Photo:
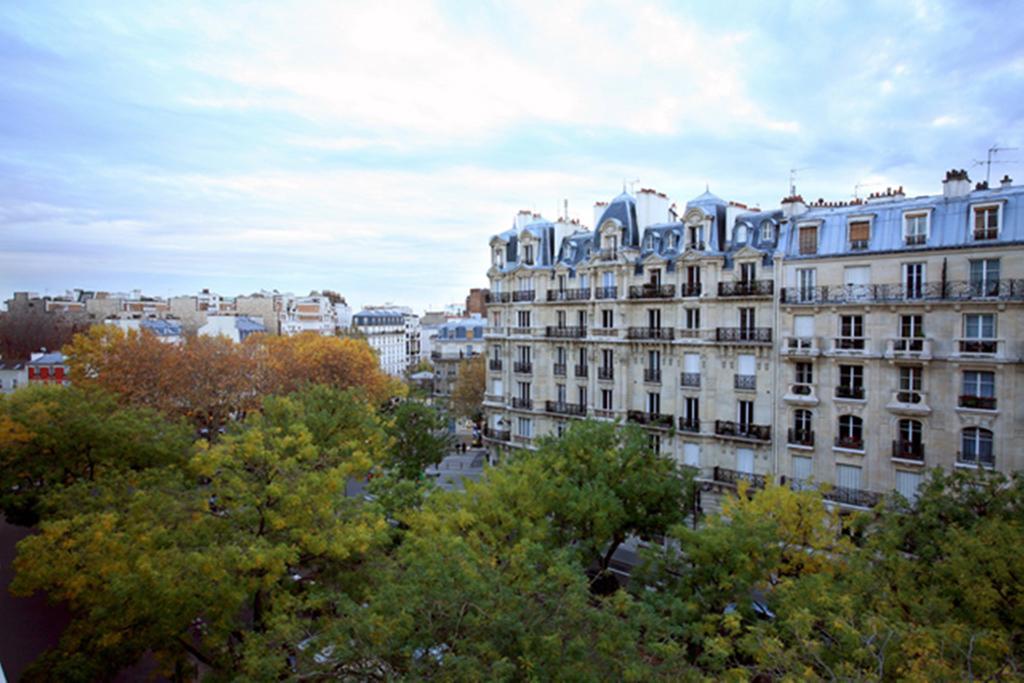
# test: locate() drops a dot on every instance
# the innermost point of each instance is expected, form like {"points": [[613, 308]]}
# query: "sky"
{"points": [[374, 147]]}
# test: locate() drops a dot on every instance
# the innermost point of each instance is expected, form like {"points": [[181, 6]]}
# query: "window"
{"points": [[860, 232], [909, 384], [851, 382], [851, 432], [913, 281], [808, 240], [914, 228], [976, 446], [986, 222], [979, 390], [985, 276], [806, 279]]}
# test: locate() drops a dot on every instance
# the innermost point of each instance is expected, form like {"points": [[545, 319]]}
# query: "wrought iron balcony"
{"points": [[908, 451], [742, 430], [560, 408], [690, 290], [800, 436], [690, 425], [573, 332], [743, 335], [1005, 290], [649, 291], [733, 477], [850, 391], [522, 403], [649, 419], [749, 382], [581, 294], [851, 441], [497, 434], [747, 288], [978, 402], [662, 334]]}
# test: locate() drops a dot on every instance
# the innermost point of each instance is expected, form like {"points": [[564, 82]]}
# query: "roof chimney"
{"points": [[957, 183]]}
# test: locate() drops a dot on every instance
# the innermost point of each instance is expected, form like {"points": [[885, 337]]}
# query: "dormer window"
{"points": [[915, 228], [986, 221], [808, 240], [859, 233]]}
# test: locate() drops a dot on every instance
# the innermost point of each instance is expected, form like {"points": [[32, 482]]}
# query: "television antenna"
{"points": [[992, 151]]}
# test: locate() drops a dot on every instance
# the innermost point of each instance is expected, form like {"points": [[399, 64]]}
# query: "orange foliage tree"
{"points": [[212, 380]]}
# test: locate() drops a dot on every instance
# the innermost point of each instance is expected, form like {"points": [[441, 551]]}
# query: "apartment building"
{"points": [[849, 343]]}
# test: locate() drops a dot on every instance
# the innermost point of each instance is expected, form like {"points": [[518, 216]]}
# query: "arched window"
{"points": [[851, 432], [976, 446], [801, 432]]}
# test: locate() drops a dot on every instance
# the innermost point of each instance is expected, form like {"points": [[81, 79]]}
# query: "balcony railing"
{"points": [[497, 434], [749, 382], [743, 335], [690, 290], [581, 294], [649, 291], [690, 425], [560, 408], [649, 419], [742, 430], [850, 441], [664, 334], [733, 477], [908, 451], [978, 402], [849, 391], [565, 332], [1006, 290], [747, 288], [800, 436]]}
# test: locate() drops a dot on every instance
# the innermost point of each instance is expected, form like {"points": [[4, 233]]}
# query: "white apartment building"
{"points": [[385, 332], [854, 344]]}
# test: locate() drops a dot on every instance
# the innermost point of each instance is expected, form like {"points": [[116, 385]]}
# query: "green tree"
{"points": [[420, 438], [51, 436]]}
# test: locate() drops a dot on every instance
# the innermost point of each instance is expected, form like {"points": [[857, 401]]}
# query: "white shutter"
{"points": [[803, 468], [691, 455], [906, 483], [803, 326], [691, 364], [744, 461], [848, 476]]}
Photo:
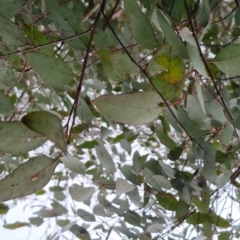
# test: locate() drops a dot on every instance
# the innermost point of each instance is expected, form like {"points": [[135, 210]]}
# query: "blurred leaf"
{"points": [[141, 27], [135, 108], [168, 201], [133, 218], [227, 60], [219, 221], [104, 157], [162, 181], [48, 213], [86, 216], [166, 140], [123, 186], [197, 218], [35, 173], [48, 125], [74, 164], [36, 221], [5, 105], [53, 71], [80, 232], [79, 193], [16, 225], [7, 75], [3, 208], [11, 36]]}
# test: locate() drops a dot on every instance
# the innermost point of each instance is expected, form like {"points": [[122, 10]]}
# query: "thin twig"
{"points": [[146, 75], [75, 104]]}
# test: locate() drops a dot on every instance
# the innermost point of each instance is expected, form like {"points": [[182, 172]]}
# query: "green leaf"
{"points": [[48, 125], [227, 60], [162, 181], [35, 174], [175, 153], [135, 108], [123, 65], [52, 70], [80, 232], [36, 221], [188, 124], [219, 221], [197, 218], [168, 90], [5, 105], [79, 193], [141, 27], [8, 8], [38, 38], [104, 157], [16, 138], [166, 140], [74, 164], [175, 69], [133, 218], [107, 65], [226, 134], [7, 76], [129, 174], [123, 186], [3, 208], [173, 39], [193, 51], [167, 200]]}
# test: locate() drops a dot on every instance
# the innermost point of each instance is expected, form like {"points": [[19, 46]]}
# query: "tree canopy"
{"points": [[123, 115]]}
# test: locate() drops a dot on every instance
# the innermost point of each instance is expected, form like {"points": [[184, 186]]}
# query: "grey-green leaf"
{"points": [[227, 60], [74, 164], [9, 7], [173, 39], [48, 125], [28, 178], [16, 138], [141, 27], [104, 157], [135, 108], [5, 105], [79, 193]]}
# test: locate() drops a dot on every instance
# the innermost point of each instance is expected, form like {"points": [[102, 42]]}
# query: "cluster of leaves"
{"points": [[141, 97]]}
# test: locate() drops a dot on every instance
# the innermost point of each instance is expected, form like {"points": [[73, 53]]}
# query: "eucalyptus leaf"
{"points": [[79, 193], [16, 138], [48, 125], [35, 174], [140, 25], [135, 108]]}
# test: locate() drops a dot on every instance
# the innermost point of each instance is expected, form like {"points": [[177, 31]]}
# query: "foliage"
{"points": [[130, 108]]}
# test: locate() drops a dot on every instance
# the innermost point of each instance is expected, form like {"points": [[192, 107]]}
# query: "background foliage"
{"points": [[130, 108]]}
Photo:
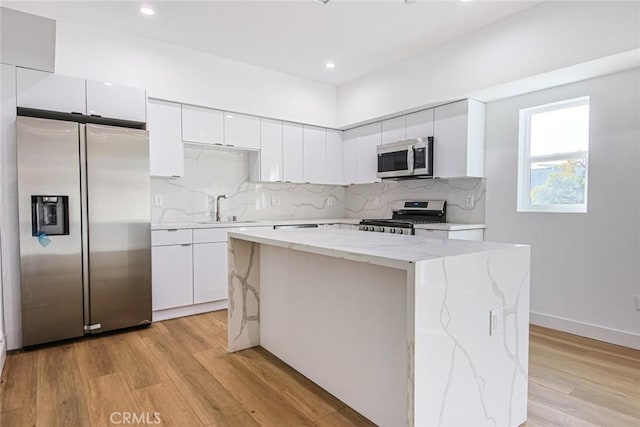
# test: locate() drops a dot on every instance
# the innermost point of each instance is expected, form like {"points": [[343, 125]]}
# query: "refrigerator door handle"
{"points": [[84, 230]]}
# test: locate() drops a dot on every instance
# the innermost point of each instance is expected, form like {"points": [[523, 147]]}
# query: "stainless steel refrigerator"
{"points": [[85, 239]]}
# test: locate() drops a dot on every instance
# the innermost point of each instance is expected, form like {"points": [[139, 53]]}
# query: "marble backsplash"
{"points": [[209, 173], [377, 200]]}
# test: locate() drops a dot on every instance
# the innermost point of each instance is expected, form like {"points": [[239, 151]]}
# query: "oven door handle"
{"points": [[410, 159]]}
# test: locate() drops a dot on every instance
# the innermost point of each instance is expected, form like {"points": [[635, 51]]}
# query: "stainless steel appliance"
{"points": [[412, 158], [411, 213], [85, 239]]}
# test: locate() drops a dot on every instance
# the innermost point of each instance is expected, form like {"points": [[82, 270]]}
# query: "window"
{"points": [[553, 157]]}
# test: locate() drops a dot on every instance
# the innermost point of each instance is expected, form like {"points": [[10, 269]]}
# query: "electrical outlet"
{"points": [[470, 201], [495, 321]]}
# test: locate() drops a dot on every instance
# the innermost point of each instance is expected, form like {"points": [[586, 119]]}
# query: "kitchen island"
{"points": [[406, 330]]}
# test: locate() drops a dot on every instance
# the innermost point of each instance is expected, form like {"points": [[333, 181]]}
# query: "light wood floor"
{"points": [[180, 369]]}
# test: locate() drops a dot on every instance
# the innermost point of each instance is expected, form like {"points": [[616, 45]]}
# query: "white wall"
{"points": [[548, 37], [177, 74], [585, 267], [9, 209]]}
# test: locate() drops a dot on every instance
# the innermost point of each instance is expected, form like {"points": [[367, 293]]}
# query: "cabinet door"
{"points": [[315, 154], [367, 156], [393, 130], [419, 124], [242, 131], [202, 125], [166, 151], [292, 152], [334, 170], [48, 91], [210, 272], [172, 276], [450, 140], [350, 156], [119, 102], [271, 151]]}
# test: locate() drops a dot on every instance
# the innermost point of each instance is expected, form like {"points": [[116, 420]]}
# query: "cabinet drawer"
{"points": [[170, 237], [210, 235], [437, 234]]}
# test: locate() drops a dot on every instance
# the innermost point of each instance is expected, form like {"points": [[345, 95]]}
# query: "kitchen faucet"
{"points": [[222, 196]]}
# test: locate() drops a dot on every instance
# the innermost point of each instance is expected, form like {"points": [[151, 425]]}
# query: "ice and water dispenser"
{"points": [[49, 215]]}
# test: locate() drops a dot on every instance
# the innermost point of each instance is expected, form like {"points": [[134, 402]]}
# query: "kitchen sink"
{"points": [[225, 222]]}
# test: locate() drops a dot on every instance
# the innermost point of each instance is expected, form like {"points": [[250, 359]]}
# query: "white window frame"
{"points": [[525, 160]]}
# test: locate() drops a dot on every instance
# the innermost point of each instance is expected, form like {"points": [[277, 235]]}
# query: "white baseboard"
{"points": [[600, 333], [189, 310]]}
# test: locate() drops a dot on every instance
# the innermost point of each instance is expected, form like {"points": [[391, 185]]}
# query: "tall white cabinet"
{"points": [[459, 139], [314, 153], [202, 125], [108, 100], [360, 154], [292, 152], [335, 158], [166, 149], [271, 152]]}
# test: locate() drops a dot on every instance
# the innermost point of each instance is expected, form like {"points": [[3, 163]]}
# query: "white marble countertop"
{"points": [[390, 250], [258, 223], [448, 226]]}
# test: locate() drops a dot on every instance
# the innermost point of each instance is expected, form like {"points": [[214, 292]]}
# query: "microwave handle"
{"points": [[410, 158]]}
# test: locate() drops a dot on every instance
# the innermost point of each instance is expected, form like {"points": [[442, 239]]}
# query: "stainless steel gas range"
{"points": [[407, 216]]}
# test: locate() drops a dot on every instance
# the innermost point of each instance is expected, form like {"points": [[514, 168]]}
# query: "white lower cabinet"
{"points": [[190, 270], [210, 272], [474, 234], [172, 275]]}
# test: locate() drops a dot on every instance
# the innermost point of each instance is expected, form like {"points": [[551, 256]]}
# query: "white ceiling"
{"points": [[296, 36]]}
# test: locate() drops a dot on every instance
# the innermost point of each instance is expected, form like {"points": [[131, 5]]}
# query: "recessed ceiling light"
{"points": [[147, 11]]}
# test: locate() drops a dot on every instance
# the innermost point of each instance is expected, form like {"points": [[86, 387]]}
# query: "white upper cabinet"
{"points": [[166, 150], [334, 170], [369, 137], [119, 102], [53, 92], [419, 124], [292, 157], [393, 130], [350, 157], [315, 154], [271, 151], [242, 131], [459, 139], [202, 125]]}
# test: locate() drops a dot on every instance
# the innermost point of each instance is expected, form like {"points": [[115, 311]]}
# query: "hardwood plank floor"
{"points": [[179, 369]]}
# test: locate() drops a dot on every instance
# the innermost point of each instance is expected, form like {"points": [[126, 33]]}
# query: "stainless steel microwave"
{"points": [[405, 159]]}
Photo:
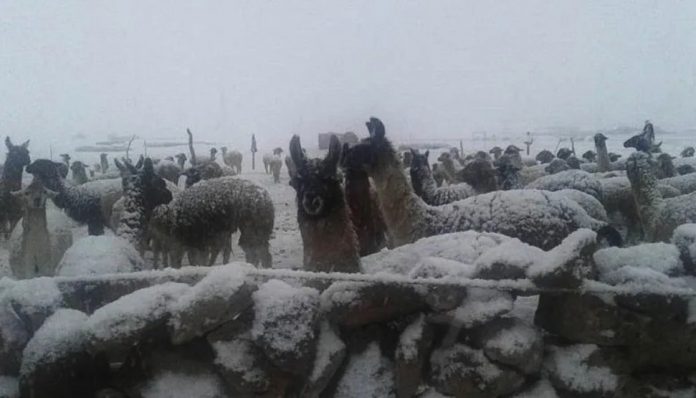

== == ==

-- Goal --
Identify each line in the rows above that contains the string "green" and copy those lines.

-- Task output --
# query: "green tree"
# query: "green leaf"
# query: "grey-green leaf"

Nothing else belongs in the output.